20 and 21st September 2012 - Warwick

Convened by Dr Katherine Angel

The term ‘post-feminism’ has gained currency in recent years in the US and UK to diagnose a culture in which feminism, seen as having achieved its aim of equality between the sexes, is viewed as no longer relevant. Critiques of 'post-feminism' suggest that to historicise feminism is by definition an act of ‘turning one’s back’ on it; young women are required to look back at feminism as something from the past to be discarded.

This conference will explore where this diagnosis of 'post-feminism' leaves the writing of history specifically, but also writing more generally. How should historians look back, genealogically and critically, at the feminisms of the postwar period? What are the implications - methodological and political - of including second-wave feminism as a category of historical analysis in itself? And what are the narrative forms demanded by the attempt to write historically about feminist pasts - whether those of others or of ourselves?

Speakers include:

Dr Adrian Bingham (Senior Lecturer in Modern History, Sheffield University), author of Family Newspapers? Sex, Private Life, and the British Popular Press, 1918-1978, and Gender, Modernity, and the Popular Press in Inter-War Britain.

Ms Alison J Carr (Practice-led PhD student, Sheffield Hallam, Art and Design Research Centre), research on embodiment, glamour, and agency.

* [Assigned task]:
Translate this sentence from the post-feminism conference announcement into Spanish: "This conference will explore where this diagnosis of 'post-feminism' leaves the writing of history specifically, but also writing more generally."

* [Data shown]:

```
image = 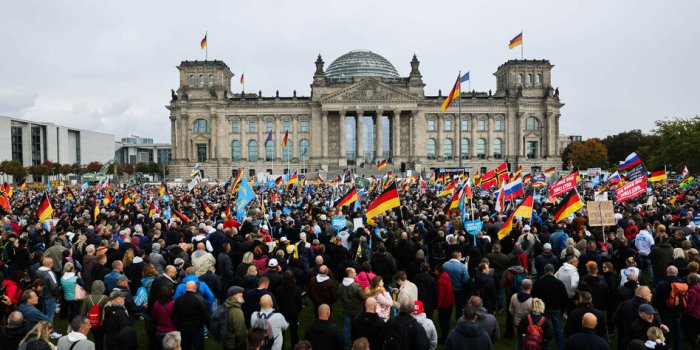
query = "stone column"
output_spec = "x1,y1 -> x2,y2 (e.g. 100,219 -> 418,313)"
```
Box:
391,110 -> 401,164
338,111 -> 348,166
374,109 -> 384,162
355,110 -> 365,165
322,111 -> 328,160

* [Exercise result]:
Este congreso examinará en qué situación deja este diagnóstico del «posfeminismo» a la escritura de la historia en particular, pero también a la escritura en general.